= Written task =
Give back the full material, exactly as it reads.

━━━━━━━━━━━━━━━━

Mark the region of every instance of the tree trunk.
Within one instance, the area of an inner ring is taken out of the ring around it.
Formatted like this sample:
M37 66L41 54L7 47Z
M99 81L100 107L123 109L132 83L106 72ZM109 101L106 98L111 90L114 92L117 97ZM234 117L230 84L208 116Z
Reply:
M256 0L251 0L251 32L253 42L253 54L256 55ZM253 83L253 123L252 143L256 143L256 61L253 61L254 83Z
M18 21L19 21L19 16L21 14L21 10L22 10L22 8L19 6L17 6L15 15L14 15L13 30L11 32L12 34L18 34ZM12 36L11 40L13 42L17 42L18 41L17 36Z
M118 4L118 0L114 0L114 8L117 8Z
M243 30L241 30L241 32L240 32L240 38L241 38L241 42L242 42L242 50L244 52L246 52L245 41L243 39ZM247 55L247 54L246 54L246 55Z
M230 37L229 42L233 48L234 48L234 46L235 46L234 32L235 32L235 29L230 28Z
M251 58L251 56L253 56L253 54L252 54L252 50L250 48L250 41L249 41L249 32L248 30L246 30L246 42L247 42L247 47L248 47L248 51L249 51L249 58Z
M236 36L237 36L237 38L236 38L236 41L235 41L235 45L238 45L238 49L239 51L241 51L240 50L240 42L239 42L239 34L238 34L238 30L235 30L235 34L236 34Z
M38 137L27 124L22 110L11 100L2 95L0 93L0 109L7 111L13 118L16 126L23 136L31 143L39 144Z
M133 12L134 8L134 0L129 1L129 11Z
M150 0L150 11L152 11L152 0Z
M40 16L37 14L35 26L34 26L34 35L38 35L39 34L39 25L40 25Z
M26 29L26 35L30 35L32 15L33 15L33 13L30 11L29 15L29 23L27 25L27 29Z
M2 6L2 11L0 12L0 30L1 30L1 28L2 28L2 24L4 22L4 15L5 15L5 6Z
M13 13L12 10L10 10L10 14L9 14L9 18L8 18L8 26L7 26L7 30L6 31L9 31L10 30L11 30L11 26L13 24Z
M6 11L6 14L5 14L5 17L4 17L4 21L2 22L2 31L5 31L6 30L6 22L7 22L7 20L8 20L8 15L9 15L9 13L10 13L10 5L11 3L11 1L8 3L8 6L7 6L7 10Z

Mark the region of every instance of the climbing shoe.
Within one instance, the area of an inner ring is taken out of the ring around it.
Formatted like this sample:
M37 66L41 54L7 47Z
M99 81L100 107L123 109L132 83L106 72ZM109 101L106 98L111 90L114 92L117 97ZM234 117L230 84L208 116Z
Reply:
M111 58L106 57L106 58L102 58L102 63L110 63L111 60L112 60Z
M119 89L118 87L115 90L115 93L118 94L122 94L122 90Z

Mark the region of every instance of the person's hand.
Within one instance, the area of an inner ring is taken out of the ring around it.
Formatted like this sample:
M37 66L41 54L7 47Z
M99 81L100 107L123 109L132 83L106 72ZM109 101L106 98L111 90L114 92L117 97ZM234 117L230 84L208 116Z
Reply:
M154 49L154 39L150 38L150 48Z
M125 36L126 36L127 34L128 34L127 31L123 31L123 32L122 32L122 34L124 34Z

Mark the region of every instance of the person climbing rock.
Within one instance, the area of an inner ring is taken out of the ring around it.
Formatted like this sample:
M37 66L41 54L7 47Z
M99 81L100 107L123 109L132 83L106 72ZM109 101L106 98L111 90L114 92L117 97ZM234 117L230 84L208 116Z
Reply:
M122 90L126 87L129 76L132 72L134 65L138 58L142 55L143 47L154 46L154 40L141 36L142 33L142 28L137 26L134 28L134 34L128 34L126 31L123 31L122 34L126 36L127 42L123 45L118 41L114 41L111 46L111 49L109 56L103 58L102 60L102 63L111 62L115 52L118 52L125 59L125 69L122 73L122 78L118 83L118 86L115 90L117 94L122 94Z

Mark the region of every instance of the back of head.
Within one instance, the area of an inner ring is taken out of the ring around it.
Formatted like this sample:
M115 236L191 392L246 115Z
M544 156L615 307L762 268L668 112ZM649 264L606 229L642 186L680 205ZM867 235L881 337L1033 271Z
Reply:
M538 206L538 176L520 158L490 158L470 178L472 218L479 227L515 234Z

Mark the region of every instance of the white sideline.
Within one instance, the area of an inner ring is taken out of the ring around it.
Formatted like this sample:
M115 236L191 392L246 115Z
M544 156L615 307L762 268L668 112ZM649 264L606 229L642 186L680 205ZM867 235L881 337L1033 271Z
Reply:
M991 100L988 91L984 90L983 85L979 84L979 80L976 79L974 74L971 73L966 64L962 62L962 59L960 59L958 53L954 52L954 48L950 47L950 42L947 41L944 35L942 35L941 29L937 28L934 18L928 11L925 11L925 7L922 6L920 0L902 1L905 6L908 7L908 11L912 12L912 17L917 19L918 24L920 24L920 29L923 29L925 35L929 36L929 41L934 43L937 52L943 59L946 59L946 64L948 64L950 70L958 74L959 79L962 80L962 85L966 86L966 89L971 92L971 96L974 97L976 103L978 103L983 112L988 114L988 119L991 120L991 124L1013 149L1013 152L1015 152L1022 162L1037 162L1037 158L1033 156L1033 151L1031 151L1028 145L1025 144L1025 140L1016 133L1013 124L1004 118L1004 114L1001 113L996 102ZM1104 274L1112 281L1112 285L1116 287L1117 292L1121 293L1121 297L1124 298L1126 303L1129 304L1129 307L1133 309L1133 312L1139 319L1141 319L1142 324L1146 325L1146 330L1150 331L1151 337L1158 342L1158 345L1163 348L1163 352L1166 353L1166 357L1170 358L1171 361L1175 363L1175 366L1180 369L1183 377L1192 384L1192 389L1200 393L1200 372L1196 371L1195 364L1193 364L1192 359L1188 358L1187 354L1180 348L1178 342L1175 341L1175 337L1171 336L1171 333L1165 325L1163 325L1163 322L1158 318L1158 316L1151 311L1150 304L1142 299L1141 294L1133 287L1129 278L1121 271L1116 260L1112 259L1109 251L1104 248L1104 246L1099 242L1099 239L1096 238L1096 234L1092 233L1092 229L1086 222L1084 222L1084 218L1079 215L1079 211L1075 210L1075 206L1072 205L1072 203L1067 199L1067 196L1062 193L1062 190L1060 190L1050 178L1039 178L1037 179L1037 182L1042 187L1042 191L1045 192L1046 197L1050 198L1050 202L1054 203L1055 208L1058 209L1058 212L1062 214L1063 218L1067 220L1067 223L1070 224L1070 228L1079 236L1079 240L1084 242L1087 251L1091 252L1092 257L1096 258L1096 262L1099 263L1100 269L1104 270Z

━━━━━━━━━━━━━━━━

= Output of the exercise =
Mark the region of every instance of the tree trunk.
Within one instance, the area of an inner ring is taken out of the ring around it.
Formatted like this sample:
M37 66L41 54L7 47Z
M99 81L100 107L123 109L132 83L106 72ZM109 101L106 98L111 90L114 92L117 97ZM234 117L230 84L208 116Z
Reply:
M256 0L251 0L251 32L253 42L253 54L256 55ZM253 83L253 123L252 143L256 143L256 61L253 61L254 83Z
M18 21L19 21L19 16L21 14L21 10L22 10L22 8L19 6L17 6L15 15L14 15L13 30L11 32L12 34L18 34ZM12 36L11 40L13 42L17 42L18 41L17 36Z
M118 4L118 0L114 0L114 8L117 8Z
M243 30L241 30L241 32L240 32L240 38L241 38L241 42L242 42L242 50L244 52L246 52L245 41L243 39ZM247 55L247 54L246 54L246 55Z
M230 37L229 42L233 48L234 48L234 46L235 46L234 32L235 32L235 29L230 28Z
M251 58L251 56L253 56L253 54L252 54L252 50L250 48L250 41L249 41L249 32L248 30L246 30L246 42L247 42L247 47L248 47L248 51L249 51L249 58Z
M236 36L237 36L237 38L236 38L236 41L235 41L235 45L238 45L238 49L239 51L241 51L240 50L240 42L239 42L239 34L238 34L238 30L235 30L235 34L236 34Z
M38 137L27 124L22 110L11 100L2 95L0 93L0 109L7 111L13 118L16 126L23 136L31 143L39 144Z
M133 12L134 8L134 0L129 1L129 11Z
M150 0L150 11L152 11L152 0Z
M40 16L37 14L35 26L34 26L34 35L38 35L39 34L39 25L40 25Z
M26 29L26 35L30 35L32 15L33 15L33 13L30 11L29 15L29 23L27 25L27 29Z
M2 6L2 11L0 12L0 30L1 30L1 28L2 28L2 24L4 22L4 15L5 15L5 6Z
M13 13L12 10L10 10L10 14L9 14L9 18L8 18L8 26L7 26L7 30L6 31L9 31L10 30L11 30L11 26L13 24Z
M6 11L6 14L5 14L5 17L4 17L4 21L2 22L2 31L5 31L6 30L6 22L7 22L7 20L8 20L8 15L9 15L9 13L10 13L10 5L11 3L11 1L8 3L8 6L7 6L7 10Z

Mark the region of every instance of the climbing shoe.
Within one instance, the area of an inner ring is taken out of the ring around it.
Formatted like this sample:
M37 66L41 54L7 47Z
M99 81L100 107L123 109L132 83L106 72ZM109 101L106 98L111 90L114 92L117 97ZM234 117L230 84L208 116Z
Reply:
M111 58L106 57L106 58L102 58L102 63L110 63L111 60L112 60Z
M119 89L118 87L115 90L115 93L118 94L122 94L122 90Z

Mark the region of every instance of the person's hand.
Within one instance, the area of an inner ring is taken out of the ring around it.
Formatted like this sample:
M37 66L41 54L7 47Z
M99 81L100 107L123 109L132 83L106 72ZM109 101L106 98L111 90L114 92L117 97ZM234 117L230 84L208 116Z
Reply:
M154 49L154 39L150 38L150 48Z
M125 36L126 36L127 34L128 34L127 31L123 31L123 32L122 32L122 34L124 34Z

Mark the region of every instance of the person climbing rock.
Within one instance, the area of an inner ring is taken out of the ring around it.
Formatted like this sample:
M37 66L41 54L7 47Z
M99 81L100 107L123 109L132 83L106 72ZM109 101L106 98L111 90L114 92L117 97ZM234 117L230 84L208 116Z
Reply:
M122 90L126 87L129 76L132 72L134 65L138 58L142 55L143 47L154 46L154 40L141 36L142 33L142 28L137 26L134 28L134 34L128 34L126 31L123 31L122 34L126 36L127 42L123 45L118 41L114 41L111 46L111 49L109 56L103 58L102 60L102 63L111 62L115 52L118 52L125 59L125 69L122 73L122 78L118 83L118 86L115 90L117 94L122 94Z

Mark the region of every instance of the back of head.
Within one instance, the area of an inner ring is taken out of the ring around it.
Formatted like this sample:
M115 236L191 392L246 115Z
M544 156L615 307L762 268L668 112ZM649 264L606 229L642 186L680 205ZM867 235L881 337L1033 271Z
Reply:
M538 206L538 176L520 158L490 158L470 178L472 218L479 227L515 234Z

Mark the region of every instance of the white sideline.
Within one instance, the area of an inner ring is taken out of the ring around it.
Formatted like this sample:
M115 236L191 392L246 115Z
M544 156L615 307L762 268L668 112ZM649 264L606 229L642 186L680 205ZM867 235L881 337L1033 271Z
Reply:
M991 100L988 91L984 90L983 85L979 84L979 80L976 79L974 74L971 73L966 64L962 62L962 59L960 59L958 53L954 52L954 48L950 47L950 42L947 41L944 35L942 35L941 29L937 28L934 18L928 11L925 11L925 7L922 6L920 0L902 1L905 6L908 7L908 11L912 12L912 17L917 19L918 24L920 24L920 29L923 29L925 35L929 36L929 41L934 43L937 52L943 59L946 59L946 64L948 64L950 70L958 74L959 79L962 80L962 85L966 86L966 89L971 92L971 96L974 97L976 103L978 103L983 112L988 114L988 119L991 120L991 124L1013 149L1013 152L1015 152L1022 162L1037 162L1037 158L1033 156L1033 151L1031 151L1028 145L1025 144L1025 140L1016 133L1013 124L1004 118L1004 114L1001 113L996 102ZM1104 274L1112 281L1112 285L1116 287L1117 292L1121 293L1121 297L1124 298L1126 303L1129 304L1129 307L1133 309L1133 312L1139 319L1141 319L1142 324L1146 325L1146 330L1150 331L1151 337L1158 342L1158 345L1163 348L1163 352L1166 353L1166 357L1170 358L1171 361L1175 363L1175 366L1180 369L1183 377L1192 384L1192 389L1200 393L1200 372L1196 371L1195 364L1193 364L1192 359L1188 358L1187 354L1180 348L1178 342L1175 341L1175 337L1171 336L1171 333L1165 325L1163 325L1163 322L1158 318L1158 316L1151 311L1150 304L1142 299L1141 294L1133 287L1129 278L1121 271L1116 260L1112 259L1109 251L1104 248L1104 246L1099 242L1099 239L1096 238L1096 234L1092 233L1092 229L1086 222L1084 222L1084 218L1079 215L1079 211L1075 210L1075 206L1072 205L1072 203L1067 199L1067 196L1062 193L1062 190L1060 190L1050 178L1039 178L1037 179L1037 182L1042 187L1042 191L1045 192L1046 197L1050 198L1050 202L1054 203L1055 208L1058 209L1058 212L1062 214L1063 218L1067 220L1067 223L1070 224L1070 228L1079 236L1079 240L1084 242L1087 251L1091 252L1092 257L1096 258L1096 262L1099 263L1100 269L1104 270Z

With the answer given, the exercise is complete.